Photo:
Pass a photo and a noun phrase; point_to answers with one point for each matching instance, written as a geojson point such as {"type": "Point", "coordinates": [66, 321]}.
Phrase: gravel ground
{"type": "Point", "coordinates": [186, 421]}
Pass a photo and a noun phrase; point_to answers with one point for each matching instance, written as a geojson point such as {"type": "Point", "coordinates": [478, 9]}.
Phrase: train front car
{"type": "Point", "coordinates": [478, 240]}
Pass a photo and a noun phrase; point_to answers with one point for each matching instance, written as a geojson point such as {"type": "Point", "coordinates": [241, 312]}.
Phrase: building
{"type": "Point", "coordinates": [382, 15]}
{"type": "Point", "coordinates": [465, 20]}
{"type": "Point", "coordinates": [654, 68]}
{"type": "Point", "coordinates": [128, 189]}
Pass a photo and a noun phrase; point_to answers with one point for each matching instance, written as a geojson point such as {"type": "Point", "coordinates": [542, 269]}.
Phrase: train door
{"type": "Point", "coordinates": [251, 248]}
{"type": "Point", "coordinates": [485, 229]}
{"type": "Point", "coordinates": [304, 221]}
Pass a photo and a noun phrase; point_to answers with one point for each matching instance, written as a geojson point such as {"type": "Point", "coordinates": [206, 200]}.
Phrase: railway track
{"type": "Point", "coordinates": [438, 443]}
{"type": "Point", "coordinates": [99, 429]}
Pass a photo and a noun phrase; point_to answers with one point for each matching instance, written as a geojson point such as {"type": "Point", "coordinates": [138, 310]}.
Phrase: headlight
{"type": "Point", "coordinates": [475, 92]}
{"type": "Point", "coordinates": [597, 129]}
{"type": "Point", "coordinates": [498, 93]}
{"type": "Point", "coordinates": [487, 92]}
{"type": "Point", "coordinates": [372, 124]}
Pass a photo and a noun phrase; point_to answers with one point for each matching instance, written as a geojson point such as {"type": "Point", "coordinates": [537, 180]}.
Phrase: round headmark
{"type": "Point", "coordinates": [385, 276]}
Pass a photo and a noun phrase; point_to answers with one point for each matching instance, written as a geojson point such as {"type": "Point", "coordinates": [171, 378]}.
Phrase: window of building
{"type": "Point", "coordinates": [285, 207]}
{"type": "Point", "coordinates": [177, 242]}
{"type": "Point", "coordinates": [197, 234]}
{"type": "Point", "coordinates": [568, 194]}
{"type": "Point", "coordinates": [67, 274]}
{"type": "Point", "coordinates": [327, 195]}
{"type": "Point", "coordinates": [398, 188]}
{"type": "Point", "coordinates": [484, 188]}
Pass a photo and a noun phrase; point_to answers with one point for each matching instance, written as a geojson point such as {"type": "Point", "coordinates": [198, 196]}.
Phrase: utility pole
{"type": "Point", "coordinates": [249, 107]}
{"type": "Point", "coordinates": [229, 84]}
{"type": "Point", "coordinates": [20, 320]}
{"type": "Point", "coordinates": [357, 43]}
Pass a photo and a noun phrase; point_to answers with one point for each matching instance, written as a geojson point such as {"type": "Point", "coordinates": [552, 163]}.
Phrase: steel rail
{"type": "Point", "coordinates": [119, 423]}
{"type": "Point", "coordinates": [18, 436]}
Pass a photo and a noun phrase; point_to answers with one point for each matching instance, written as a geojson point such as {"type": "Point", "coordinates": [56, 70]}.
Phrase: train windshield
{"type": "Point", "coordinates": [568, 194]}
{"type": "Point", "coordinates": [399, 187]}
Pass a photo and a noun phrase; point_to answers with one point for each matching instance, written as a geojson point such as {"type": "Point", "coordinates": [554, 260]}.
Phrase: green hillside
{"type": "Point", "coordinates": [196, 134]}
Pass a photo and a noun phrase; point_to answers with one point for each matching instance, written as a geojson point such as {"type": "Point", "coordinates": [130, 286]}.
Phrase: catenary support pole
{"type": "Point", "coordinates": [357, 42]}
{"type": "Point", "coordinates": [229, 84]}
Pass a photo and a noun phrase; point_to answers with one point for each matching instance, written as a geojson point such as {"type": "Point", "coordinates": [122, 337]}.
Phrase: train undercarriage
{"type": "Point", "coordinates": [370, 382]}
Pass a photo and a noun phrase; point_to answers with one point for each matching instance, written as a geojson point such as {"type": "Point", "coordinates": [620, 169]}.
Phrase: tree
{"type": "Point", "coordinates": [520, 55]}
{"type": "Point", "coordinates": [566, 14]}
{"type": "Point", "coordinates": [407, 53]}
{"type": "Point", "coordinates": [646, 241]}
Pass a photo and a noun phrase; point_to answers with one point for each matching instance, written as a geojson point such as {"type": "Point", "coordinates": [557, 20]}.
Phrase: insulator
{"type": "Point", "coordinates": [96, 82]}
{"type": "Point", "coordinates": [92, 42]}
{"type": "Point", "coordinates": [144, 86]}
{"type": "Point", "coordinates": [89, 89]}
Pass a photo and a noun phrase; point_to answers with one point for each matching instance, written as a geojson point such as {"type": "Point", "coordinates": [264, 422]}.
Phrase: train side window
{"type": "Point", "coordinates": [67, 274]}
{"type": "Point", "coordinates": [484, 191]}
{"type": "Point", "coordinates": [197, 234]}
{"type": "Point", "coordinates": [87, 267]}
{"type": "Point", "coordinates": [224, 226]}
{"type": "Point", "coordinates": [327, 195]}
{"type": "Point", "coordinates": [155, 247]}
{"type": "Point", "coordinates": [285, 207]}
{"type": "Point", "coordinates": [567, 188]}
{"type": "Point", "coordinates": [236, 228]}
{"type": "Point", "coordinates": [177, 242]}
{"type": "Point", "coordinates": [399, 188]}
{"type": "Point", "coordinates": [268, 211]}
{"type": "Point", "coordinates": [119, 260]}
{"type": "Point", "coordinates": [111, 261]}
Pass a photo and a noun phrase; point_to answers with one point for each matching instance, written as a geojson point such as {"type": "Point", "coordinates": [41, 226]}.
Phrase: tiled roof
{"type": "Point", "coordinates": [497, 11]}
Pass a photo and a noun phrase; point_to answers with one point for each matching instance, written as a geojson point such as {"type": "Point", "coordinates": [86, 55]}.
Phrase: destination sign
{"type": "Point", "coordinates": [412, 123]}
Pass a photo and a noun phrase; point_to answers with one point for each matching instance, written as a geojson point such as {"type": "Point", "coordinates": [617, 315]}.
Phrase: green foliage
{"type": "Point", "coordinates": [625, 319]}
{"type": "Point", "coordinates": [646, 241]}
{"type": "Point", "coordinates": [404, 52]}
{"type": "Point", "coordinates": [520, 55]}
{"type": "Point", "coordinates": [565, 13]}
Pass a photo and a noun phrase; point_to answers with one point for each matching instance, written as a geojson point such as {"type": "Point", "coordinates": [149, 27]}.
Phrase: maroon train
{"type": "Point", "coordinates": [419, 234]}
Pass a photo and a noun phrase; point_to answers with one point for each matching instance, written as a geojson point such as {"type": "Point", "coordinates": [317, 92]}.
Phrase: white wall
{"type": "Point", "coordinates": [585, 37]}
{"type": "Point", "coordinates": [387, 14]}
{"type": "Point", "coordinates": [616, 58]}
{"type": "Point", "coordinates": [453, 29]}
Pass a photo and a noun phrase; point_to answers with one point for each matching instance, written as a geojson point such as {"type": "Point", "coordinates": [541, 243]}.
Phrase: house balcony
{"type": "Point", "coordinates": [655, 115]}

----

◆ **WORK ORDER**
Every entry should be transcribed exactly, with nothing omitted.

◆ **ANSWER FOR THIS EXERCISE**
Photo:
Pass a photo and a noun phrase; point_to answers with one point for each matching instance, written as a geojson point such as {"type": "Point", "coordinates": [66, 321]}.
Phrase: gravel ground
{"type": "Point", "coordinates": [186, 421]}
Pass a photo and a noun phrase; point_to answers with one point for each matching instance, written as a geojson point such as {"type": "Point", "coordinates": [478, 9]}.
Phrase: train front car
{"type": "Point", "coordinates": [478, 240]}
Pass a photo and a noun phrase; point_to answers with one point for each matching instance, written as a geojson point such as {"type": "Point", "coordinates": [241, 312]}.
Phrase: building
{"type": "Point", "coordinates": [382, 15]}
{"type": "Point", "coordinates": [465, 20]}
{"type": "Point", "coordinates": [654, 68]}
{"type": "Point", "coordinates": [128, 189]}
Pass a photo and a noun phrase; point_to answers with one point for each matching instance, written as a geojson point such as {"type": "Point", "coordinates": [542, 269]}.
Phrase: train door
{"type": "Point", "coordinates": [251, 248]}
{"type": "Point", "coordinates": [485, 229]}
{"type": "Point", "coordinates": [304, 221]}
Pass a photo and a noun phrase; point_to answers with one point for each matching instance, written as a geojson point such as {"type": "Point", "coordinates": [206, 200]}.
Phrase: railway track
{"type": "Point", "coordinates": [438, 443]}
{"type": "Point", "coordinates": [99, 429]}
Pass a photo and a noun phrase; point_to answers with one point for each matching instance, written as a geojson point such as {"type": "Point", "coordinates": [138, 310]}.
Phrase: headlight
{"type": "Point", "coordinates": [475, 92]}
{"type": "Point", "coordinates": [597, 129]}
{"type": "Point", "coordinates": [498, 93]}
{"type": "Point", "coordinates": [487, 92]}
{"type": "Point", "coordinates": [372, 124]}
Pass a photo and a noun phrase; point_to answers with one point for each matching instance, written as a geojson point such as {"type": "Point", "coordinates": [537, 180]}.
Phrase: round headmark
{"type": "Point", "coordinates": [385, 276]}
Pass a photo and a noun phrase; point_to answers with one point for each matching instance, written as a geojson point such as {"type": "Point", "coordinates": [171, 378]}.
Phrase: window of building
{"type": "Point", "coordinates": [285, 207]}
{"type": "Point", "coordinates": [177, 242]}
{"type": "Point", "coordinates": [197, 234]}
{"type": "Point", "coordinates": [568, 194]}
{"type": "Point", "coordinates": [67, 274]}
{"type": "Point", "coordinates": [327, 195]}
{"type": "Point", "coordinates": [398, 188]}
{"type": "Point", "coordinates": [484, 188]}
Pass a photo and a noun phrase; point_to answers with one point for each matching instance, written as a geojson point such as {"type": "Point", "coordinates": [198, 196]}.
Phrase: utility pole
{"type": "Point", "coordinates": [249, 107]}
{"type": "Point", "coordinates": [229, 84]}
{"type": "Point", "coordinates": [20, 320]}
{"type": "Point", "coordinates": [357, 43]}
Pass a photo and a noun phrase; point_to answers with one point for each matching instance, written as a geojson point such as {"type": "Point", "coordinates": [552, 163]}.
Phrase: steel rail
{"type": "Point", "coordinates": [119, 423]}
{"type": "Point", "coordinates": [18, 436]}
Pass a photo and a noun phrase; point_to answers with one point for each matching instance, written as a geojson point such as {"type": "Point", "coordinates": [56, 70]}.
Phrase: train windshield
{"type": "Point", "coordinates": [568, 194]}
{"type": "Point", "coordinates": [399, 187]}
Pass a photo and a noun phrase; point_to answers with one point for each matching instance, written as a geojson point such as {"type": "Point", "coordinates": [554, 260]}.
Phrase: green hillside
{"type": "Point", "coordinates": [196, 134]}
Pass a photo and a noun phrase; point_to answers with one point for each matching instance, written as a geojson point such as {"type": "Point", "coordinates": [130, 286]}.
Phrase: catenary support pole
{"type": "Point", "coordinates": [357, 42]}
{"type": "Point", "coordinates": [229, 84]}
Pass a photo and a noun phrase; point_to answers with one point for each matching instance, written as a geojson point such as {"type": "Point", "coordinates": [122, 337]}.
Phrase: train undercarriage
{"type": "Point", "coordinates": [370, 382]}
Pass a photo and a noun phrase; point_to answers with one point for each matching instance, written as a geojson point such as {"type": "Point", "coordinates": [620, 169]}.
Phrase: tree
{"type": "Point", "coordinates": [520, 55]}
{"type": "Point", "coordinates": [566, 14]}
{"type": "Point", "coordinates": [407, 53]}
{"type": "Point", "coordinates": [646, 241]}
Pass a photo and a noun phrase; point_to answers with one point for each matching instance, written as a geojson point such as {"type": "Point", "coordinates": [557, 20]}.
Phrase: insulator
{"type": "Point", "coordinates": [96, 82]}
{"type": "Point", "coordinates": [92, 42]}
{"type": "Point", "coordinates": [144, 86]}
{"type": "Point", "coordinates": [89, 89]}
Pass a photo and a noun phrase; point_to answers with one point for each matching instance, written as a geojson point such as {"type": "Point", "coordinates": [264, 422]}.
Phrase: train side window
{"type": "Point", "coordinates": [67, 274]}
{"type": "Point", "coordinates": [484, 191]}
{"type": "Point", "coordinates": [197, 234]}
{"type": "Point", "coordinates": [87, 267]}
{"type": "Point", "coordinates": [224, 226]}
{"type": "Point", "coordinates": [327, 195]}
{"type": "Point", "coordinates": [155, 247]}
{"type": "Point", "coordinates": [285, 207]}
{"type": "Point", "coordinates": [567, 188]}
{"type": "Point", "coordinates": [236, 228]}
{"type": "Point", "coordinates": [177, 242]}
{"type": "Point", "coordinates": [399, 188]}
{"type": "Point", "coordinates": [268, 211]}
{"type": "Point", "coordinates": [119, 260]}
{"type": "Point", "coordinates": [111, 261]}
Pass a photo and a noun phrase; point_to answers with one point for each matching instance, written as a geojson point such as {"type": "Point", "coordinates": [41, 226]}.
Phrase: tiled roof
{"type": "Point", "coordinates": [497, 11]}
Pass a photo and a noun phrase; point_to answers with one point for each matching instance, written as a geojson point such as {"type": "Point", "coordinates": [86, 55]}.
Phrase: destination sign
{"type": "Point", "coordinates": [412, 123]}
Pass a photo and a noun phrase; point_to answers with one point for each matching instance, written as a geojson point such as {"type": "Point", "coordinates": [617, 315]}.
Phrase: green foliage
{"type": "Point", "coordinates": [625, 319]}
{"type": "Point", "coordinates": [646, 241]}
{"type": "Point", "coordinates": [404, 52]}
{"type": "Point", "coordinates": [520, 55]}
{"type": "Point", "coordinates": [565, 13]}
Pass a photo and a noun phrase; point_to answers with one point for each matching instance, written as a geojson point such as {"type": "Point", "coordinates": [149, 27]}.
Phrase: maroon train
{"type": "Point", "coordinates": [419, 234]}
Pass a photo and a noun phrase; point_to answers with one point for each matching instance, written as a geojson point such as {"type": "Point", "coordinates": [317, 92]}.
Phrase: white wall
{"type": "Point", "coordinates": [585, 37]}
{"type": "Point", "coordinates": [387, 14]}
{"type": "Point", "coordinates": [616, 58]}
{"type": "Point", "coordinates": [453, 29]}
Pass a photo and a noun phrase; point_to answers with one point for each matching instance, written as a geojson point such as {"type": "Point", "coordinates": [541, 243]}.
Phrase: house balcony
{"type": "Point", "coordinates": [655, 115]}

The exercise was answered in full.